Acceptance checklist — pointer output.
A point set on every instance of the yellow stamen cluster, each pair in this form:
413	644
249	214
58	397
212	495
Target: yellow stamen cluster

[What you will do]:
Render each line of the material above as a string in a JSON list, one string per line, leaving out blank lines.

[Reply]:
[
  "Acceptance checklist — pointer output.",
  "A point set on every instance of the yellow stamen cluster, each pair in this form:",
  "413\t644",
  "249\t214",
  "58\t397",
  "212\t495",
  "Target: yellow stamen cluster"
]